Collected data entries
[Start of section]

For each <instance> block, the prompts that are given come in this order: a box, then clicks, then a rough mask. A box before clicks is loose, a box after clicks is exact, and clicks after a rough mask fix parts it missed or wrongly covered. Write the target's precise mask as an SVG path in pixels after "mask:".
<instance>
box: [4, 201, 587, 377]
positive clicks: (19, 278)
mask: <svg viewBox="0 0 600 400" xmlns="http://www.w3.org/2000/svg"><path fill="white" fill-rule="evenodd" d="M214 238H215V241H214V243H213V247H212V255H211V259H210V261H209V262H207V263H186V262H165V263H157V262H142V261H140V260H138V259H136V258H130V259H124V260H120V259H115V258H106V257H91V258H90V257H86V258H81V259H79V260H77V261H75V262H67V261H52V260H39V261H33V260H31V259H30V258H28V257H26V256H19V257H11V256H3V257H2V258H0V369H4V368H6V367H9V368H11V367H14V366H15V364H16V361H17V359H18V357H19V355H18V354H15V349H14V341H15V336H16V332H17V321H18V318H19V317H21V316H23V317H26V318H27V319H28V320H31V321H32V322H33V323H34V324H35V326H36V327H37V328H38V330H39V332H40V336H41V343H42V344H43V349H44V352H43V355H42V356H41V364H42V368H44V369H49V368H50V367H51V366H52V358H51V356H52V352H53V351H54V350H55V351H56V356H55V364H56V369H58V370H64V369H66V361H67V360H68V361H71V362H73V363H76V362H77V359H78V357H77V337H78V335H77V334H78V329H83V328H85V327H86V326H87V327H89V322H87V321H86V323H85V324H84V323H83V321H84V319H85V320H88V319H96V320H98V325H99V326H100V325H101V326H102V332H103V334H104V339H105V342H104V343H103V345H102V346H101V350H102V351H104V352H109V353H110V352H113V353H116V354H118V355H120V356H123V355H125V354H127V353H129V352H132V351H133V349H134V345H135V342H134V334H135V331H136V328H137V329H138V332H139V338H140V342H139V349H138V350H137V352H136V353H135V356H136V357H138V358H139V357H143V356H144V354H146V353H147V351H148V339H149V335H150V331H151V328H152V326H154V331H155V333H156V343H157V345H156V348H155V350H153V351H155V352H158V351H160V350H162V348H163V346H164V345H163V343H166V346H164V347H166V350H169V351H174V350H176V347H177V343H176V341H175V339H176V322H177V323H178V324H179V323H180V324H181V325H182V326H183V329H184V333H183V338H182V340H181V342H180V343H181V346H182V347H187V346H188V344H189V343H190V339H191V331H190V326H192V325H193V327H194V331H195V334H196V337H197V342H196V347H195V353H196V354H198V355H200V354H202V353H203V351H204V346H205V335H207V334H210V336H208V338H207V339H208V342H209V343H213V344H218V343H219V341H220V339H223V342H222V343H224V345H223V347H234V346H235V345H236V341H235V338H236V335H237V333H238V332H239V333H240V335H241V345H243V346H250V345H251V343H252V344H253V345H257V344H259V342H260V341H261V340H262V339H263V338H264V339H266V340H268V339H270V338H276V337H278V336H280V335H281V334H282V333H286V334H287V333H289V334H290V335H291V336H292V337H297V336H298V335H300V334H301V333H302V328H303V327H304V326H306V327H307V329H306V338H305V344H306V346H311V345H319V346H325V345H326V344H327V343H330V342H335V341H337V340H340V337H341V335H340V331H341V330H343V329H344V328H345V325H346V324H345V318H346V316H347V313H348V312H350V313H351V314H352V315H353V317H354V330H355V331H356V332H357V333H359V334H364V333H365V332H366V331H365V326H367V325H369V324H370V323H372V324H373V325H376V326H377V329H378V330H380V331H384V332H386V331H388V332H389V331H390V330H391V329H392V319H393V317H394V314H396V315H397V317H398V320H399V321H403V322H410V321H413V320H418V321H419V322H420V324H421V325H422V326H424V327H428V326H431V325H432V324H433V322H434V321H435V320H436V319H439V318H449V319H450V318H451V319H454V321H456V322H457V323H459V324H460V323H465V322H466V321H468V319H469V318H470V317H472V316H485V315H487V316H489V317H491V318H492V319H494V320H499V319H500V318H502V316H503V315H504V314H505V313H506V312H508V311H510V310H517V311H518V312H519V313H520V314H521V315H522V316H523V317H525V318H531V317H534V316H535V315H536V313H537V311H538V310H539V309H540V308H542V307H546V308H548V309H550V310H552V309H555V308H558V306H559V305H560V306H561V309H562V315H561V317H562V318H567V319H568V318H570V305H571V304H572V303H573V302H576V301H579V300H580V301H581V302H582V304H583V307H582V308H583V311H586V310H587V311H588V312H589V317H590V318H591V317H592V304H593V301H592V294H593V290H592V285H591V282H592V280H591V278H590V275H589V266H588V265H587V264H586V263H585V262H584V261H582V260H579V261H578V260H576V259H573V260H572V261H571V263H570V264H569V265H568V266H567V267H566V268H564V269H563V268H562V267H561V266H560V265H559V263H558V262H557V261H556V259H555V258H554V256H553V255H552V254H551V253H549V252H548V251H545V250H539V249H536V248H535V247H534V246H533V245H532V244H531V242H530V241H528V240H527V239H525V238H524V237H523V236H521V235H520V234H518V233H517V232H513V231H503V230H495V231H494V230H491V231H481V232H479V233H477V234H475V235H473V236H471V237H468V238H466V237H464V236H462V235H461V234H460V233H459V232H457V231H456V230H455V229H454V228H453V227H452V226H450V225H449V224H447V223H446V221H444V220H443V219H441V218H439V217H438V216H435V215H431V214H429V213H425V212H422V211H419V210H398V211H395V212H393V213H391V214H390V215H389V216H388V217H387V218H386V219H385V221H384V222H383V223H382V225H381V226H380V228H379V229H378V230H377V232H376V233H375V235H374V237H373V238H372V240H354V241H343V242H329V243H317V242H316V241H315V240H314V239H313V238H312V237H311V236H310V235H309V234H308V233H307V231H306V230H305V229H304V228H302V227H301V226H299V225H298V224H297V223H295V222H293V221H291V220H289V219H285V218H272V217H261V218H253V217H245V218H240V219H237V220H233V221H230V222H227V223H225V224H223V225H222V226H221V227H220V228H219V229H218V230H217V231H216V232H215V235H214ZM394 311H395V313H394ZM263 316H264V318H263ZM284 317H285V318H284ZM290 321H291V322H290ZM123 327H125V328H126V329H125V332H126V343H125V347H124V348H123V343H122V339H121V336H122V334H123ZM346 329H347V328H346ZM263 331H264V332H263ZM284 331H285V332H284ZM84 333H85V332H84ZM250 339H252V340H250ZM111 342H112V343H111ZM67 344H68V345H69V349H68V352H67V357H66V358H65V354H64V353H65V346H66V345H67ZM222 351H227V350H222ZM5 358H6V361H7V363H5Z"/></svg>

[End of section]

**EXERCISE INSTRUCTIONS**
Pull out all lines in the data above that include "instance".

**TASK OUTPUT**
For each <instance> block, the prompts that are given come in this order: a box, then clicks, then a rough mask. A box before clicks is loose, a box after clicks is exact, and clicks after a rough mask fix parts it missed or wrongly covered. Write the target's precise mask as an SVG path in pixels after "mask:".
<instance>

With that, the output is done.